— SELECTED EXCERPT —
BEGIN
Russia to start labelling GM foods

The global debate about the safety of genetically modified food shows no signs of cooling off. In July Moscow will introduce a voluntary food labelling scheme to show which products contain GM ingredients.

A similar scheme is already in place in the EU, while across the Atlantic there are no label requirements on GM foods.

Europe has been battling the World Trade Organization after the U.S., Canada and Argentina made it clear they think the EU's restrictions on GM imports are illegal.

Many Europeans don't want GM foods at all, while the U.S. is the largest exporter of such products and banning them can be bad for business.

The world has been waiting to see which side Russia would take.

'In Russia a considerable majority of the scientific community is closer to the position of the EU, even more cautious. The current legislation is quite strict on GM imports. The public and scientists are rather concerned about GM foods. While major companies are interested in importing GM products. Nevertheless, the legislation is expected to change while being cautious about GM foods,' Aleksandr Ishkov, the Director of State Environmental Protection Policy Department, said.
END
— INFORMATION SHOWN —
BEGIN
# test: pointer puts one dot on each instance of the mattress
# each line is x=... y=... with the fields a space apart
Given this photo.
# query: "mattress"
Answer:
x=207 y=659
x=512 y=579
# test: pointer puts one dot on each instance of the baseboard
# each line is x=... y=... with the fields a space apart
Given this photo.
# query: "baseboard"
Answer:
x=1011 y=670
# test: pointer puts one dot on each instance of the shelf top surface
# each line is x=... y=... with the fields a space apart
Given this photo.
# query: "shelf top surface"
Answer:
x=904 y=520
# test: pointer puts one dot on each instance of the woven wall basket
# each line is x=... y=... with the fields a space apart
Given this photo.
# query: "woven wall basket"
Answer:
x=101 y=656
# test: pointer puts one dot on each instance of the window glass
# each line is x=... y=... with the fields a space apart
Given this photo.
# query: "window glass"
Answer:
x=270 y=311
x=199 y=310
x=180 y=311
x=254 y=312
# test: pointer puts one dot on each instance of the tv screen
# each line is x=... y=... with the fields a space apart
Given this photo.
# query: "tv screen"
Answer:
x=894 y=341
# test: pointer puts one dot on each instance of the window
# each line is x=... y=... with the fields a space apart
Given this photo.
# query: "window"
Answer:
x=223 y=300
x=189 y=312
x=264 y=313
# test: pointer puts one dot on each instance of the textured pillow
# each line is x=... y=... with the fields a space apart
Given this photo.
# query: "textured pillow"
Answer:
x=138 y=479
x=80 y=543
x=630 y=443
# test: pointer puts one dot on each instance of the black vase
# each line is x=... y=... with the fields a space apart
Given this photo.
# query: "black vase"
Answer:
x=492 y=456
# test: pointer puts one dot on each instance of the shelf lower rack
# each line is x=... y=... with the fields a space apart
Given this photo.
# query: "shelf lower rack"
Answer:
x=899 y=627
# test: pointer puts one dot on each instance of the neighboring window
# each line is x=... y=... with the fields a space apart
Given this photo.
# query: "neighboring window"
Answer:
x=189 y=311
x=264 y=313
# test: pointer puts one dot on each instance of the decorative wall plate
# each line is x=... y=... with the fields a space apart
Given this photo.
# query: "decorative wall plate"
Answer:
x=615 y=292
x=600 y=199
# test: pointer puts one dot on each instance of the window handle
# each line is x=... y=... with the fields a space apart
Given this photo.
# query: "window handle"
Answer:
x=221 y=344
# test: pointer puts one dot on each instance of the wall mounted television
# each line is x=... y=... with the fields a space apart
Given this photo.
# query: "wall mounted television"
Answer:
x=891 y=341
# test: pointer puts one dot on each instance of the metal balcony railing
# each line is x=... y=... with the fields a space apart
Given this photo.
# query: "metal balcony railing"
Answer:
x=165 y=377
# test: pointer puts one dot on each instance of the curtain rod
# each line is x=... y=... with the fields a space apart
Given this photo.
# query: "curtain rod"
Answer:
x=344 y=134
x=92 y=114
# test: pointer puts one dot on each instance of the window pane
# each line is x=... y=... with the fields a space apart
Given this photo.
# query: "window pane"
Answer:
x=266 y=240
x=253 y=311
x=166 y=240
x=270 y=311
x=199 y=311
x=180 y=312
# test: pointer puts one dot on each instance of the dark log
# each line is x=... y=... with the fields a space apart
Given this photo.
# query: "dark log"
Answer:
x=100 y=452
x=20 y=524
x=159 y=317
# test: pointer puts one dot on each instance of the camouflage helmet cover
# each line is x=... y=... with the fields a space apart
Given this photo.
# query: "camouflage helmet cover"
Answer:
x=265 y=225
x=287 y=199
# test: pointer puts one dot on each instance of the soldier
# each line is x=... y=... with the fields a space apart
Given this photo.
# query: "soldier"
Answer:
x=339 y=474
END
— EXERCISE PROMPT —
Using the article on Russia's GM food labels, list every country it names.

— RESPONSE AREA —
Russia, the U.S., Canada, Argentina